**Work request**: Produce an exact transcription of the data, with the images left out.

**Material for this task**:
*** Begin section ***
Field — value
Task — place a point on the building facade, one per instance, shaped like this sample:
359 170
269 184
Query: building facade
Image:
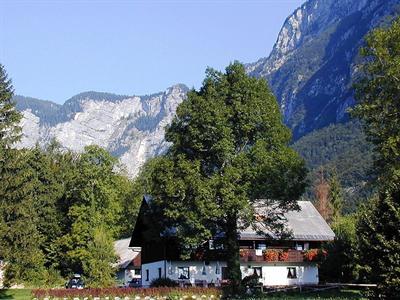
275 262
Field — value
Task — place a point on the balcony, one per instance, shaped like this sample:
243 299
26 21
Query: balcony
272 255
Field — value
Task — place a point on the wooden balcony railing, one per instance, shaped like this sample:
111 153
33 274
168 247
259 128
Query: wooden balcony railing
271 255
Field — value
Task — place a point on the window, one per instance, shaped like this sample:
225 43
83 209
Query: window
299 246
211 244
291 273
257 271
224 273
183 272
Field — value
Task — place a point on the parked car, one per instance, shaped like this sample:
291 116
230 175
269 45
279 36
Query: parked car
135 282
76 282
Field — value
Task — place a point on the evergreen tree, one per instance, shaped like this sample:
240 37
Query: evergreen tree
229 148
341 262
335 196
94 202
378 94
100 262
19 237
322 201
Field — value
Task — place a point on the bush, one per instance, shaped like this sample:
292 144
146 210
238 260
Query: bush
163 282
251 280
132 293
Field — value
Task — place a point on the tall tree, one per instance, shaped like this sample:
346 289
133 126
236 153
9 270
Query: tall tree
*** End section ***
**Exercise output**:
Field — value
Task — place a point on the building facade, one per instance, shaped like this sample:
359 170
269 184
Query: building facade
Image:
275 262
Field — value
Task — place a point on the balcony, one per instance, shaped like this sample:
243 299
26 21
Query: balcony
272 255
Field — value
Task — place a point on the wooden balcony railing, one per instance, shaped like this sample:
111 153
33 274
168 247
259 128
Query: wooden balcony railing
271 255
Field — value
Task — place a point on the window, one per instance, shaped like this sample:
225 43
83 209
Query: window
299 246
211 244
291 273
257 271
224 273
183 272
Field — value
Task — place a point on the parked car, one per instance, shaped like this sample:
291 116
230 175
269 45
279 36
Query: parked car
135 282
76 282
Field — value
Task — place a point on the evergreen tree, one per instance, shaped like this sample:
240 37
Query: evergreen tree
229 148
341 262
335 196
94 202
378 94
100 262
19 237
322 201
Field — value
Task — place a point on the bush, one per instance, shaped like this sample:
292 144
146 210
238 260
Query: bush
163 282
251 280
132 293
Field — value
Task — place a point on the tall tree, one per instance, shaped like this sample:
346 289
133 126
236 153
9 270
Query: tall tree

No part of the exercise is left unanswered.